## Input material
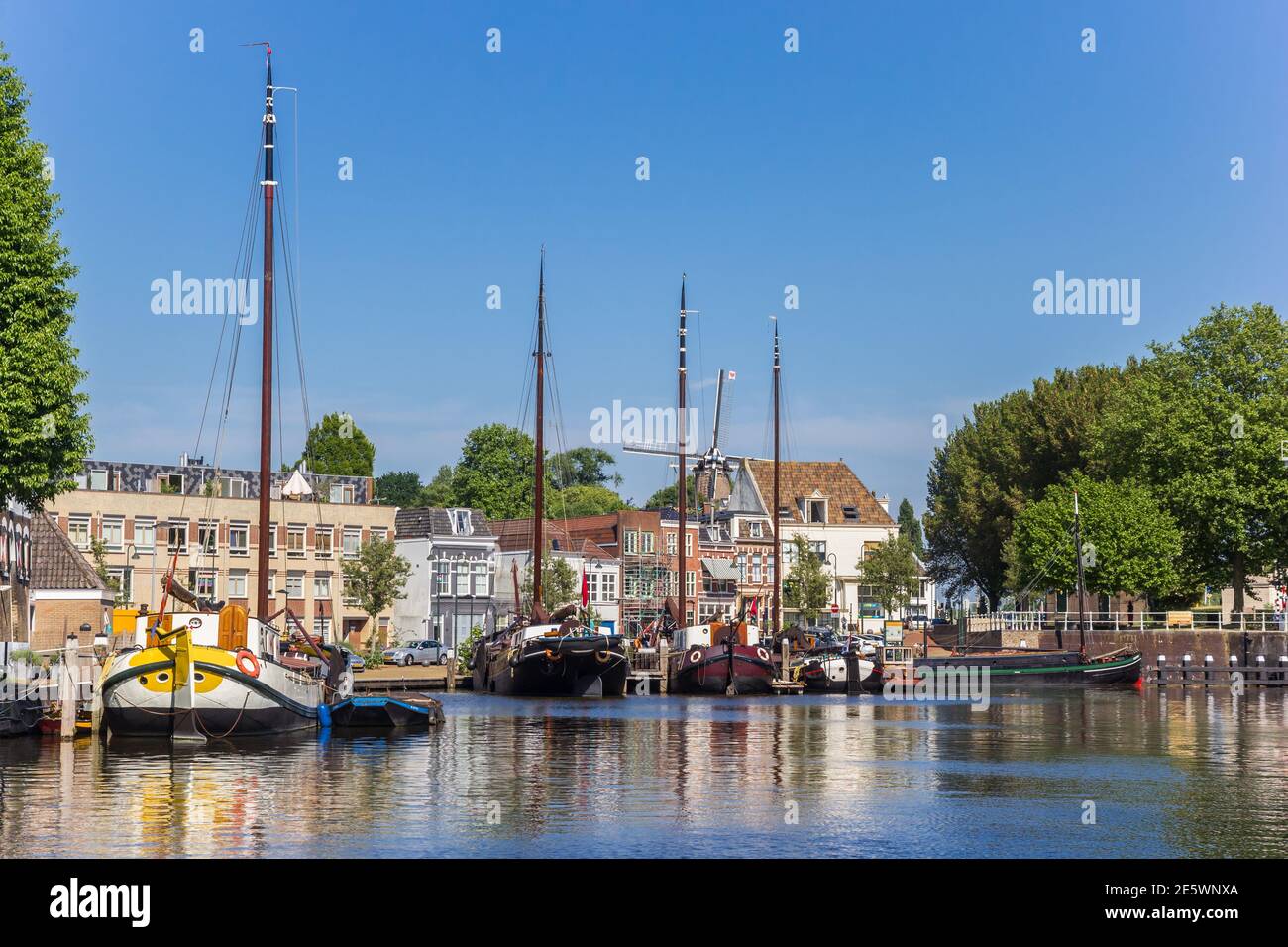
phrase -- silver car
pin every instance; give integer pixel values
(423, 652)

--

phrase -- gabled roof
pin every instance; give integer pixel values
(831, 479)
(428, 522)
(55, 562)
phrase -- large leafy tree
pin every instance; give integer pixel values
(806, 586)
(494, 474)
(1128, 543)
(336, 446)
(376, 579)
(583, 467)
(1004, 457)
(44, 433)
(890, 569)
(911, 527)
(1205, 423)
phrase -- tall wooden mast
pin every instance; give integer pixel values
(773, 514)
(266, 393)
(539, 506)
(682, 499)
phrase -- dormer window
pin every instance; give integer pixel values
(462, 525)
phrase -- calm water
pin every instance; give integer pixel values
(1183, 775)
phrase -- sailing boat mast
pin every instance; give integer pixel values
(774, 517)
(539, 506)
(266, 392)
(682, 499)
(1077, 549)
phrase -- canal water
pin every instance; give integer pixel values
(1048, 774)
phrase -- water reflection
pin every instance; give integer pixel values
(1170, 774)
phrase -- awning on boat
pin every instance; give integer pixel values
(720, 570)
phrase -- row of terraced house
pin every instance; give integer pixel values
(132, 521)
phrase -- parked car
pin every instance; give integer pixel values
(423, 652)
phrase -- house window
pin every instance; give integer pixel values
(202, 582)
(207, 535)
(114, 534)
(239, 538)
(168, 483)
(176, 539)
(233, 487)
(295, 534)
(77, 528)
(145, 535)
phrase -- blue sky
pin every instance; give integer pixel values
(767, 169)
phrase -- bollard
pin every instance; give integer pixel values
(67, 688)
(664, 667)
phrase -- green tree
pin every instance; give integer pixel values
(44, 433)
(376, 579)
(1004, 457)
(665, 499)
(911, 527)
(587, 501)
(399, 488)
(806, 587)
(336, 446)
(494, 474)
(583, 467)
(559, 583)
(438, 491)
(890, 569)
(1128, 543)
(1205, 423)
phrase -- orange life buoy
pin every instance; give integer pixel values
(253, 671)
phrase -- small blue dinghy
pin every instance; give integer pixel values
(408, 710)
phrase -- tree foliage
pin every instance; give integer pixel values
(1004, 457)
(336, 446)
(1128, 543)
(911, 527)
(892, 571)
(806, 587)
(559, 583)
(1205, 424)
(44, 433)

==

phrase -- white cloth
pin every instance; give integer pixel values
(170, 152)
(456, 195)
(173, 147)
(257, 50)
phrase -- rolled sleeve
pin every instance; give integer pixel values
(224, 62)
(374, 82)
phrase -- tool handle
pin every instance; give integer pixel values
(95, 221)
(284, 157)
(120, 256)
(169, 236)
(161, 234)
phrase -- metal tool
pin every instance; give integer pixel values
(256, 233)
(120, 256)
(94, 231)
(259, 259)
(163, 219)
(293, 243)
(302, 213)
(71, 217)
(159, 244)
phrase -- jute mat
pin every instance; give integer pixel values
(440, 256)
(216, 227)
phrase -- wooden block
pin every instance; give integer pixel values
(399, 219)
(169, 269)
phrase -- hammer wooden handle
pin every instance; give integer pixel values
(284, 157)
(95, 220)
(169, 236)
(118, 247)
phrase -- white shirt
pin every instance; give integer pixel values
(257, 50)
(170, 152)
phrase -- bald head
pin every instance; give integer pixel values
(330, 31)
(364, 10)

## Assignment
Please tally the lines above that include the word "mast" and answer with the number by itself.

## Solution for this exercise
2